▶ _YOUR GOAL_
Edit the biography of Slavko Barbarić, giving everything from "Barbarić was born" down to "Austria in 1971." again with "hamlet" changed to "village".

▶ _TEXT UNDER STUDY_
========

Slavko Barbarić (11 March 1946 – 24 November 2000) was a Herzegovinian Franciscan Catholic priest and friar involved in Marian apparitions in Medjugorje, serving as a spiritual director of the seers from 1984 until he died in 2000. He was a supporter of the Catholic Charismatic Renewal.

He became a priest as a member of the Franciscans in 1971. From 1981 until 1984, he served as a spiritual assistant in Mostar, but was mainly active in Medjugorje after the apparitions in June 1981. There, he was appointed a chaplain in 1984 and succeeded Tomislav Vlašić as the spiritual director of the seers. Barbarić remained in Medjugorje until his transfer to Blagaj near Mostar in 1985. Nevertheless, he continued his activity in Medjugorje, contrary to the Bishop's orders. He was moved to Humac near Ljubuški, but in 1991, he illegally moved to Medjugorje again, where he remained until his death.

== Early life and priesthood ==

Barbarić was born in the Dragićina hamlet in Čerin near Čitluk in Herzegovina. He was fourth of six children. He attended elementary school in Čerin, and a high school seminary in Dubrovnik from 1961 to 1965. He entered the novitiate of the Franciscan Province of Herzegovina on 14 July 1965. Barbarić enrolled at the Faculty of Theology and Philosophy in Visoko in 1966, and continued his education in Sarajevo and graduated in Schwaz, Austria in 1971.

He gave monastic vows in La Verna, Italy, on 17 September 1971, and was ordained a priest in Reutte, Austria, on 19 December 1971. While studying pastoral psychology in Italy, he became impressed with mysticism and Catholic Charismatic Renewal. During his studies in Rome, Barbarić joined the Catholic Charismatic Communion and Liberation (Comunione e liberazione). As a member of the Franciscan community in Frohnleiten in Austria, he was pastorally active there. He attended the Faculty of Theology in Graz, where he gained a master's degree in pastoral theology in 1973.

As a priest, Barbarić was first appointed a chaplain in Čapljina on 22 September 1973. There, he saw the Pope's decree Romanis Pontificibus was published in June 1975, by which the Pope ordered the redistribution of parishes in the Diocese of Mostar-Duvno between the Franciscans and the diocesan clergy. Barbarić remained in Čapljina until 1978 when he left for Freiburg, Germany to study. There, he earned a Ph.D. in religious pedagogy and got the title of "psychotherapist" in 1982.

== Medjugorje phenomenon ==

While he was in Freiburg, in June 1981, the seers of Marian apparitions had their first visions. Barbarić was named a chaplain in Mostar on 18 August 1981. In Mostar, he served as a spiritual assistant, with his main task being the religious education of youth and students. He used this position to go on the pilgrimage with students in Medjugorje as often as possible. His pastoral activity became mainly focused on Medjugorje, where he lived.

========

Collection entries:
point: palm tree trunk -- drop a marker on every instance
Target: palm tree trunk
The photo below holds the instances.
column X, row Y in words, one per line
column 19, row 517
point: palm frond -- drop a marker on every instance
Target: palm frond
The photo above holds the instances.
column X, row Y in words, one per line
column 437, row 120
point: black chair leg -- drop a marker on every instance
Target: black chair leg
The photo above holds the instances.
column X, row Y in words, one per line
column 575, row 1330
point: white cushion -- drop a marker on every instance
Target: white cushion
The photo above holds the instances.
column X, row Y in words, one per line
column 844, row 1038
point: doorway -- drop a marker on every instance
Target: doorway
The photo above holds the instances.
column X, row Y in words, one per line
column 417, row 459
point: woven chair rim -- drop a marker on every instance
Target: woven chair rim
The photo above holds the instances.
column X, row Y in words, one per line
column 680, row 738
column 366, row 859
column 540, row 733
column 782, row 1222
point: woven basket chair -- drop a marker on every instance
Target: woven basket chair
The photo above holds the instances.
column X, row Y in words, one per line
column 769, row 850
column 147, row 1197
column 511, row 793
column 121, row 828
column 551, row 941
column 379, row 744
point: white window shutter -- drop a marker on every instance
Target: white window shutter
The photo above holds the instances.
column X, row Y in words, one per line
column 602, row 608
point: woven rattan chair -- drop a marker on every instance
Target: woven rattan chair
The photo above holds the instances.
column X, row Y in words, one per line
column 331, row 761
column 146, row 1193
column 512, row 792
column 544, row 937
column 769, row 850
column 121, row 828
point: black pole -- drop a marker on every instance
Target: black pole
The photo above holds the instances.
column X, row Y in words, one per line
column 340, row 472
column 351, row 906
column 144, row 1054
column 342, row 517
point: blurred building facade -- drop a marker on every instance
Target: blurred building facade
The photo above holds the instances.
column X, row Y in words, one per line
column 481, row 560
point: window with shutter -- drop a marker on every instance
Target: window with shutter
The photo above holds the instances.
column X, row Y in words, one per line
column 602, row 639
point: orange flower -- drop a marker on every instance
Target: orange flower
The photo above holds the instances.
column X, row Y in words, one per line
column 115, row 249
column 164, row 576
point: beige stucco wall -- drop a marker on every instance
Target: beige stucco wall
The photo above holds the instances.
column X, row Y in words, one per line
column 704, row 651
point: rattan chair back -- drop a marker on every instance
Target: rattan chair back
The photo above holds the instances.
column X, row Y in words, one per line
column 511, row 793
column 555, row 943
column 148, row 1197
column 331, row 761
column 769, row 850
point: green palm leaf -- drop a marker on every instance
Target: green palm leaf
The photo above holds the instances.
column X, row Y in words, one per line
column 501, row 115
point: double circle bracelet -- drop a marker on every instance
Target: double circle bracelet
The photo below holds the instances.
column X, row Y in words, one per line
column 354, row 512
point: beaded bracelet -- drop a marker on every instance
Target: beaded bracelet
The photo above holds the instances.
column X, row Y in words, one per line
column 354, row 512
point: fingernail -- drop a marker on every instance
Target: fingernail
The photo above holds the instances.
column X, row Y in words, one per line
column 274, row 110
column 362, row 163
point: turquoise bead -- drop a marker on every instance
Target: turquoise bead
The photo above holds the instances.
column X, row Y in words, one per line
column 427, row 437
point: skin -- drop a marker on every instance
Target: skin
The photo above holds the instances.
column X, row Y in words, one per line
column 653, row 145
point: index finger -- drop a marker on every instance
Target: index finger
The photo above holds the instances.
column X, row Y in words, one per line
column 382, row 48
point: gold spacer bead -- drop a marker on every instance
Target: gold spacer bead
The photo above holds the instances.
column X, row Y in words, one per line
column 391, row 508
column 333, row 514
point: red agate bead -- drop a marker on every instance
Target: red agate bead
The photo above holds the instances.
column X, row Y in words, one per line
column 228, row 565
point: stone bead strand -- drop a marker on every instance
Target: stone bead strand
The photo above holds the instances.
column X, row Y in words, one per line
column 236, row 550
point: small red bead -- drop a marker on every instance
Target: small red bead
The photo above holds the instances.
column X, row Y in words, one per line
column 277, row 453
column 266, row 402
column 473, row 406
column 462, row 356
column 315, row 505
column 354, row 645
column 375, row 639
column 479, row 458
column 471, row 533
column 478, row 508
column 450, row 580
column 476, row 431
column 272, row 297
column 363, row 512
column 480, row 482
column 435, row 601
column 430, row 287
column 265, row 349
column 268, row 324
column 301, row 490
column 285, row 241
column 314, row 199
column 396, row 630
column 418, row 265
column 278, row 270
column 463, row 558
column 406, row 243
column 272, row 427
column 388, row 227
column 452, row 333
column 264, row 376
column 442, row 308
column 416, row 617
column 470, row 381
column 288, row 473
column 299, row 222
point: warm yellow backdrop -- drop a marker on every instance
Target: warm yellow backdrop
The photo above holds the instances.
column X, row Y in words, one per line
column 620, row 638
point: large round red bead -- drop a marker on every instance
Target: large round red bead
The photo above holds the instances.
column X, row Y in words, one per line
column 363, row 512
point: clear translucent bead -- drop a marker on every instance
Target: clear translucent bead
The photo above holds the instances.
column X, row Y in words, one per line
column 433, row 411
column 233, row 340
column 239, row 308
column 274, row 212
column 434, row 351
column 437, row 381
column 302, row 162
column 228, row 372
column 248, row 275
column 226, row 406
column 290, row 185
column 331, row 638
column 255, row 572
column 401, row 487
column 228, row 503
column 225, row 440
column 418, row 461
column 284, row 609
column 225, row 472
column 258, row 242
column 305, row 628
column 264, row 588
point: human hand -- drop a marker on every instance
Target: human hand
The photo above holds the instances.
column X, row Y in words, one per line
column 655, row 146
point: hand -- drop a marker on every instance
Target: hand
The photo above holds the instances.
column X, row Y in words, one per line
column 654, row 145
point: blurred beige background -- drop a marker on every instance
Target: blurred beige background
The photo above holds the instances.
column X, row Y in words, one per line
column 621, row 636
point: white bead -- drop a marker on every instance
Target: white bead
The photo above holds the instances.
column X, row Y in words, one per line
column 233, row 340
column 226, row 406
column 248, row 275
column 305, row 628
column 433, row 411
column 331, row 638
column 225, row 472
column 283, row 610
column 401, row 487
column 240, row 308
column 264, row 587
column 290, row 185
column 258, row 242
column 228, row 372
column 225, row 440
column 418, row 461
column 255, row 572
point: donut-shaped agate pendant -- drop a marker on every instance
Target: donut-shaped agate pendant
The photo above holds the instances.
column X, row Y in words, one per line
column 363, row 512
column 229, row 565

========

▶ _SOLUTION TO THIS TASK_
Barbarić was born in the Dragićina village in Čerin near Čitluk in Herzegovina. He was fourth of six children. He attended elementary school in Čerin, and a high school seminary in Dubrovnik from 1961 to 1965. He entered the novitiate of the Franciscan Province of Herzegovina on 14 July 1965. Barbarić enrolled at the Faculty of Theology and Philosophy in Visoko in 1966, and continued his education in Sarajevo and graduated in Schwaz, Austria in 1971.